Try it: Rewrite the paragraph beginning "His twin brother, Rane" in the article below about the Danish geneticist as a short list of its main facts.

Excerpt:
########################################

Danish geneticist is rewriting history with DNA
Unlocking mysteries of human development, his findings have enriched our understanding
COPENHAGEN — As a boy growing up in Denmark, Eske Willerslev could not wait to leave Gentofte, his suburban hometown. As soon as he was old enough, he would strike out for the Arctic wilderness.
His twin brother, Rane, shared his obsession. On vacations, they retreated to the woods to teach themselves survival skills. Their first journey would be to Siberia, the Willerslev twins decided. They would make contact with a mysterious group of people called the Yukaghir, who supposedly lived on nothing but elk and moose.
When the Willerslev twins reached 18, they made good on their promise. They were soon paddling a canoe up remote Siberian rivers.
“Nobody knew what you would see on the other side of a mountain,” said Dr. Eske Willerslev, who is now 44. “There were villages on the maps, and you wouldn’t even see a trace of them.”
Willerslev spent much of the next four years in Siberia, hunting moose, traveling across empty tundra and meeting the Yukaghirs and other people of the region.
The experience left him wondering about the history of ethnic groups, about how people spread across the planet. A quarter of a century later, Willerslev is still asking those questions, but now he’s getting some eye-opening answers.
As the director of the Center for GeoGenetics at the University of Copenhagen, Willerslev uses ancient DNA to reconstruct the past 50,000 years of human history. The findings have enriched our understanding of prehistory, shedding light on human development with evidence that can’t be found in pottery shards or studies of living cultures.
Willerslev led the first successful sequencing of an ancient human genome, that of a 4,000-year-old Greenlander. His research on a 24,000-year-old Siberian skeleton revealed an unexpected connection between Europeans and Native Americans.
Willerslev was one of the early pioneers of the study of ancient DNA, and today he remains at the forefront of an increasingly competitive field.
“His role is that of catalyst, choreographer, conductor and cajoler — and sometimes all at once,” said David Meltzer, an archaeologist at Southern Methodist University.
The scientific enterprise that Willerslev helped invent now sometimes crosses into culturally sensitive terrain.
Last June, he and his colleagues published the genome of an 8,500-year-old skeleton from Washington state known as Kennewick Man, or the Ancient One.

########################################

Collected data entries

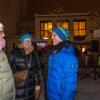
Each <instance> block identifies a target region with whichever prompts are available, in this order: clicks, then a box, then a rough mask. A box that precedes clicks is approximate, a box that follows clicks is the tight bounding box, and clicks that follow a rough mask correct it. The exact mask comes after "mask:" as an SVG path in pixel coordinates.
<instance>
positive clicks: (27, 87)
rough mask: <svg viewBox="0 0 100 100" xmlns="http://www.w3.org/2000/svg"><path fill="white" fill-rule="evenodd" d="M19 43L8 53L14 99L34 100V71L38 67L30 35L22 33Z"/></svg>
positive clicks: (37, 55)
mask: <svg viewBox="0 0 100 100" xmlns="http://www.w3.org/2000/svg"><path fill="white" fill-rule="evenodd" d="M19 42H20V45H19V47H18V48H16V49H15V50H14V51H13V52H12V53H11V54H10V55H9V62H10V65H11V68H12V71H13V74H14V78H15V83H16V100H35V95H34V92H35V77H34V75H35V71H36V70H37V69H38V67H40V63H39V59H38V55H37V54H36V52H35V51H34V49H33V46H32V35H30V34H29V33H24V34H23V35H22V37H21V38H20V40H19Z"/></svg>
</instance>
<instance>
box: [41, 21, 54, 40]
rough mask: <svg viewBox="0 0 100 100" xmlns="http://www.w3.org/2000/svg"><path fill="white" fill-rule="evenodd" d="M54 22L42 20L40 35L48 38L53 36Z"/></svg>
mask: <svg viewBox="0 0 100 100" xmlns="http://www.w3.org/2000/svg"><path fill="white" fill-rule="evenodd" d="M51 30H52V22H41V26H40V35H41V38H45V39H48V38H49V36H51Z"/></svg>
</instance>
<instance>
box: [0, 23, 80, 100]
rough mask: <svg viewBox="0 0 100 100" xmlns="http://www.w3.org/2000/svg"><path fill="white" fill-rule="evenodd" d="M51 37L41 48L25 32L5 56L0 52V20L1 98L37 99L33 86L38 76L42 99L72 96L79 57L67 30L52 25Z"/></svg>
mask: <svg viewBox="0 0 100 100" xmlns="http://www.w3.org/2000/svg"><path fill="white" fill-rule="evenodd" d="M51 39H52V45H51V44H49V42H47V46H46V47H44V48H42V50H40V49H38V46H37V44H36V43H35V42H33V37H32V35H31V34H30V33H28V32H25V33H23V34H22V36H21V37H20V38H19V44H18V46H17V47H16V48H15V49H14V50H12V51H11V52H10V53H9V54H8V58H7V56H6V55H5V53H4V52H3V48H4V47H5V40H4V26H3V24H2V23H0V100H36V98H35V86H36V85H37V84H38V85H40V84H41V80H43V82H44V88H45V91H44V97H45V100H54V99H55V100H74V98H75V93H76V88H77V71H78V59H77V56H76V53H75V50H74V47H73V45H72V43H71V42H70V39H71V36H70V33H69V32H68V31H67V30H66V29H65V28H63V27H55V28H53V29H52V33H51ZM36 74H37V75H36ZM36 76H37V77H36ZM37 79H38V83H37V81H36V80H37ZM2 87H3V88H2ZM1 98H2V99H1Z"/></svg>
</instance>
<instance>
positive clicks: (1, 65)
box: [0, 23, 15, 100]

########################################

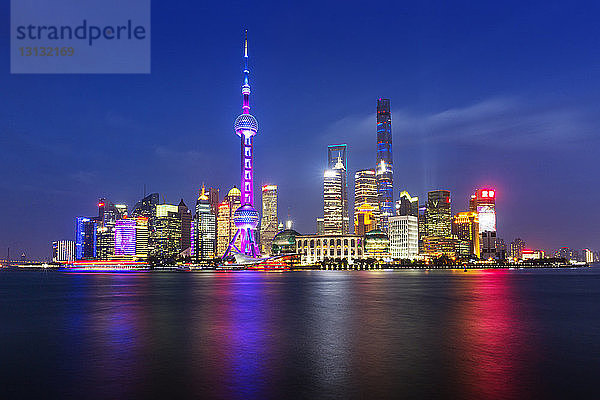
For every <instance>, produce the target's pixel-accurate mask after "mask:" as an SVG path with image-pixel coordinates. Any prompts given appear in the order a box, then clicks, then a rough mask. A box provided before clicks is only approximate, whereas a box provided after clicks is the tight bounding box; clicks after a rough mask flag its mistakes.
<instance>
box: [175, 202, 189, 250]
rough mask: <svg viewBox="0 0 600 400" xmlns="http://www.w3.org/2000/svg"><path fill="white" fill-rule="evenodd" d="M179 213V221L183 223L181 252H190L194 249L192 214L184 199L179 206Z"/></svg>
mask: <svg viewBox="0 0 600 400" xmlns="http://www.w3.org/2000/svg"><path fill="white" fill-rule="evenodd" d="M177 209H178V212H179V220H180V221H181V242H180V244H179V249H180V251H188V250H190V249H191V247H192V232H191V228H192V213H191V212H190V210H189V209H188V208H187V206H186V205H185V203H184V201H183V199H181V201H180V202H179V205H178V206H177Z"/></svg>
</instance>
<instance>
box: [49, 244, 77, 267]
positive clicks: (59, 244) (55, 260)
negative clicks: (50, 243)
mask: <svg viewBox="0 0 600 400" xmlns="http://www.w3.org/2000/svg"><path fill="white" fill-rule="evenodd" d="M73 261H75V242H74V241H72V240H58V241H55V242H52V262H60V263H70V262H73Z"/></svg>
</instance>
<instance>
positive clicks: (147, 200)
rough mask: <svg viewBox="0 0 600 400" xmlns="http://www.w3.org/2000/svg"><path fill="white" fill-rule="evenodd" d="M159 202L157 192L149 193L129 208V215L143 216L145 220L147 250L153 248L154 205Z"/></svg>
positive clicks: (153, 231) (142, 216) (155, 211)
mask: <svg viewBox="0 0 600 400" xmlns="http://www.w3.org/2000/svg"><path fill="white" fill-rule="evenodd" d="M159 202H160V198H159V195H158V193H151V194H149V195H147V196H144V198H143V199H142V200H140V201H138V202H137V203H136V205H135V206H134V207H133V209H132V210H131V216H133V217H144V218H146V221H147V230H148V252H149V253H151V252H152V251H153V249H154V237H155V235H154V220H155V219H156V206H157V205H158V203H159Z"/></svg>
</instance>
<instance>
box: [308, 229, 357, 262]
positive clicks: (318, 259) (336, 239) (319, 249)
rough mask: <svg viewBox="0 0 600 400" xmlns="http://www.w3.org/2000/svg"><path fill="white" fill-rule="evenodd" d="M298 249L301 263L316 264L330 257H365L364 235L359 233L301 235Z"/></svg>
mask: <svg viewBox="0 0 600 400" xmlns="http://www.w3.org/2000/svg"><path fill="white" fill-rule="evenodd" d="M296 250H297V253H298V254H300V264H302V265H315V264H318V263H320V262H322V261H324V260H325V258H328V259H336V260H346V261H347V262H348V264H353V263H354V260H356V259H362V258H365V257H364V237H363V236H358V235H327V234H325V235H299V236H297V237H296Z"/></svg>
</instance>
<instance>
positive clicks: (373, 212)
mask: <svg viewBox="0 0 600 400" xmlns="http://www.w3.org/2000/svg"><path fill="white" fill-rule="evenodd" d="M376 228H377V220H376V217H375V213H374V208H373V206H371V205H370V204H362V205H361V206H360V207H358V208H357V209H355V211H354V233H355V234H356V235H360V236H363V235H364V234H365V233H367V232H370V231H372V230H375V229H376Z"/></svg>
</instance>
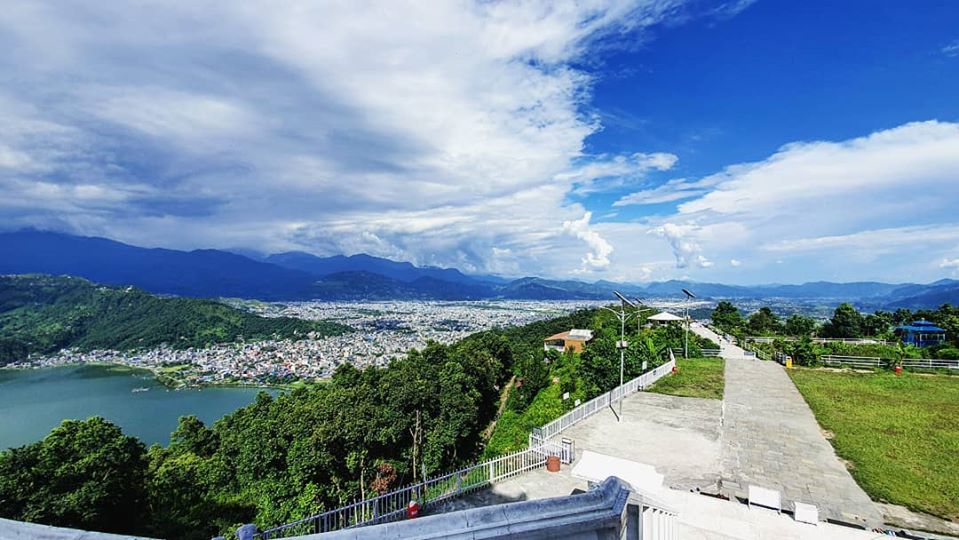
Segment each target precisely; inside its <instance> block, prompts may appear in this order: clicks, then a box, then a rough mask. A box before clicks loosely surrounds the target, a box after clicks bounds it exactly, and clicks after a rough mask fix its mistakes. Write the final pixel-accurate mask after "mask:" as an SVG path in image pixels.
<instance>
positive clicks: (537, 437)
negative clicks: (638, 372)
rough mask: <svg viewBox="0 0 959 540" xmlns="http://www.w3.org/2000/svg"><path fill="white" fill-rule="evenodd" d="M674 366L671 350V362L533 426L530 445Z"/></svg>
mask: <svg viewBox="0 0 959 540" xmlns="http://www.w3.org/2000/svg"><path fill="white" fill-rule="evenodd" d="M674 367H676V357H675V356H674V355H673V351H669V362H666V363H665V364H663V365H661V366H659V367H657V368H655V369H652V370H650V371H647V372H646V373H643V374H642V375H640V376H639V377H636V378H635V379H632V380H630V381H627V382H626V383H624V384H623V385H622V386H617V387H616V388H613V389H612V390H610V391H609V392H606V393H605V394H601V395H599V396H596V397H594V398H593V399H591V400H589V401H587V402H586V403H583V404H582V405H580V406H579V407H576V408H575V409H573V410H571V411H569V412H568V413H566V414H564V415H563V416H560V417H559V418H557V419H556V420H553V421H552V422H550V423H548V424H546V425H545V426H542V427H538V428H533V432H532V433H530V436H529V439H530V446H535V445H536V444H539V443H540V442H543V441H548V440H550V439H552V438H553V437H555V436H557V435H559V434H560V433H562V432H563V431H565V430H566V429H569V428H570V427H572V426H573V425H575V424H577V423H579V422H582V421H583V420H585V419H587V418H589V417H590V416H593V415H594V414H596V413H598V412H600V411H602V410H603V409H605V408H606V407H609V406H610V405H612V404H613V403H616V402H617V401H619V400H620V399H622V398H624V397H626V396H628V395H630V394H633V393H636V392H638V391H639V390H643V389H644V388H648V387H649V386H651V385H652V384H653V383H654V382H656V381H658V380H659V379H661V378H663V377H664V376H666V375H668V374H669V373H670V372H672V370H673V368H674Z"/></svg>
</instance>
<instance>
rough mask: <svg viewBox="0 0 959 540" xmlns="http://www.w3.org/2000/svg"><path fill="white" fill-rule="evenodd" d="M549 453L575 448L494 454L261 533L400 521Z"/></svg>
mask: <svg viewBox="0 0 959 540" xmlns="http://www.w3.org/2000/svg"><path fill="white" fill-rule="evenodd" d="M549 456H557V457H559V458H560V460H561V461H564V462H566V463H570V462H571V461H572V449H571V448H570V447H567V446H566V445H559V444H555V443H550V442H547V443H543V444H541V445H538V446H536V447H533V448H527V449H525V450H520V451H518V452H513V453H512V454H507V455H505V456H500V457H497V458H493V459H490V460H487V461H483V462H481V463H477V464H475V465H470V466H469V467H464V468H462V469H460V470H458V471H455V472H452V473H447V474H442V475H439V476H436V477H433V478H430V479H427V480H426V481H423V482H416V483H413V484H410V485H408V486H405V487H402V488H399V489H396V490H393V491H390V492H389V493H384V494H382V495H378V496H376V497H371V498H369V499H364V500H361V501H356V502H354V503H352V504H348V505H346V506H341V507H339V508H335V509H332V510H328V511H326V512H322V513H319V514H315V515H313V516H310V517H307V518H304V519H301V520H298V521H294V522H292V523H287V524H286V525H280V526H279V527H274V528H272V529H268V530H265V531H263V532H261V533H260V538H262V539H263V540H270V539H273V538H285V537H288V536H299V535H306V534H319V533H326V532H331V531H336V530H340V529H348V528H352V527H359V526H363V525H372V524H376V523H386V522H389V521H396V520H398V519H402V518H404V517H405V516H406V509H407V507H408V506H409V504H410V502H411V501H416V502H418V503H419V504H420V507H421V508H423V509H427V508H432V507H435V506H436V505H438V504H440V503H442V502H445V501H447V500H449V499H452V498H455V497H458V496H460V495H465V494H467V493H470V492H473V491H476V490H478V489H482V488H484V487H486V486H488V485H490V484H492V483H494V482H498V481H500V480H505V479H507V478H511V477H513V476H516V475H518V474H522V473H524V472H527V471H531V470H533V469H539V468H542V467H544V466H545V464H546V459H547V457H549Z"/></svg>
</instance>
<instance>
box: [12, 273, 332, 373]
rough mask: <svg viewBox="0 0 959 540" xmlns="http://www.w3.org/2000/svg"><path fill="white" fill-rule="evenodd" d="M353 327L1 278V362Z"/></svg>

########################################

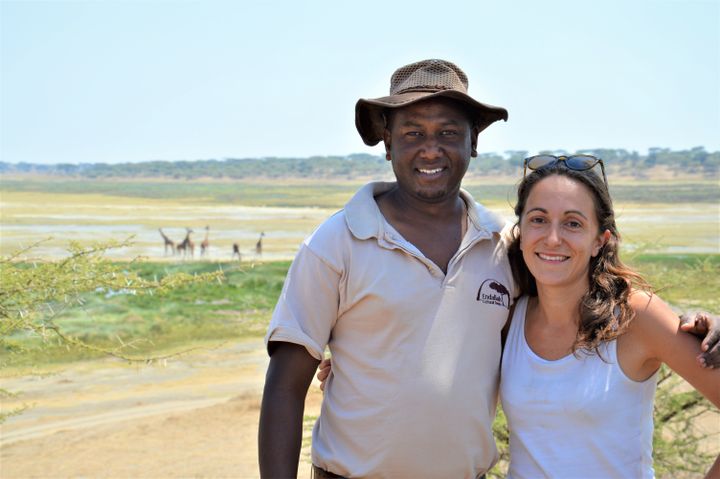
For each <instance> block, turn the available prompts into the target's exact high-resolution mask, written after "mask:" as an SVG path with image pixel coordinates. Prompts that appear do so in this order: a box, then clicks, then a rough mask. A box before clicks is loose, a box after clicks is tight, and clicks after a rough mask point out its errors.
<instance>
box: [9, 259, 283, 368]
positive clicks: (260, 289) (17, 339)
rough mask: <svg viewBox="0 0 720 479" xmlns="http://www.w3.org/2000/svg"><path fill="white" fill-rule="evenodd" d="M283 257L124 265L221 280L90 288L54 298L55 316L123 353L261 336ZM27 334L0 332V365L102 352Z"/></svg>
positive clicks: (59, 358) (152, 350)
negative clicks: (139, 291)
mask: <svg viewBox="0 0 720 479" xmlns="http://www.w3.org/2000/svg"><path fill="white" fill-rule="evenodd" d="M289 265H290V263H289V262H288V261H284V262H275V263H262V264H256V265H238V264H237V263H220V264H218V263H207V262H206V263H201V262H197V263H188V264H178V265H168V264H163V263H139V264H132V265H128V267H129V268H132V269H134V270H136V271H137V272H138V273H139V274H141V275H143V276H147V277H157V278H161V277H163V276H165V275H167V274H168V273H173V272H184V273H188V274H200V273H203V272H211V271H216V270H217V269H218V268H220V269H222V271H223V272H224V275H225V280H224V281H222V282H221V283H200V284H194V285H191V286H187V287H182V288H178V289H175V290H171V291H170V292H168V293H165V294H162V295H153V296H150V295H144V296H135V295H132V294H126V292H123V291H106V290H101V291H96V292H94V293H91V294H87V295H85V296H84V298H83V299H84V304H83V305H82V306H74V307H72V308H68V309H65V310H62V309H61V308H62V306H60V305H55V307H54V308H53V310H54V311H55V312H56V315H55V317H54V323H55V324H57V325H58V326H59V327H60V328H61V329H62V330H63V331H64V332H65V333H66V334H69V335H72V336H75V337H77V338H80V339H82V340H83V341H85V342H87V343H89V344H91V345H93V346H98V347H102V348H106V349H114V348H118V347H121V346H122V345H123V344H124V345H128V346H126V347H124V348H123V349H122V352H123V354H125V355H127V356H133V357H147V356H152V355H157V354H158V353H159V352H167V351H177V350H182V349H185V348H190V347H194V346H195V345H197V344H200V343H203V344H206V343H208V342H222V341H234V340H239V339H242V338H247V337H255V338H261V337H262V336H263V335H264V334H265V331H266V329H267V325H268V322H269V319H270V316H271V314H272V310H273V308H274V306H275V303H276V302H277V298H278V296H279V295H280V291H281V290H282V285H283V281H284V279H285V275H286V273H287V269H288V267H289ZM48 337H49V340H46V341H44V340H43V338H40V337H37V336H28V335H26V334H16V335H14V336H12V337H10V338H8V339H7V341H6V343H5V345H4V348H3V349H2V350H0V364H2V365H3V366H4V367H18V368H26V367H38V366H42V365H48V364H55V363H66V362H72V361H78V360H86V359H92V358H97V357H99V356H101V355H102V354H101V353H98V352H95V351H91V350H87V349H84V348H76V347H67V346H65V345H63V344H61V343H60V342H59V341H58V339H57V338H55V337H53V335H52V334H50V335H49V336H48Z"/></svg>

########################################

Your solution:
- Eske Willerslev's twin brother, Rane, shared his obsession with the Arctic wilderness.
- On vacations, the twins went to the woods to teach themselves survival skills.
- They decided their first journey would be to Siberia.
- There they planned to contact the Yukaghir, a mysterious group of people said to live on nothing but elk and moose.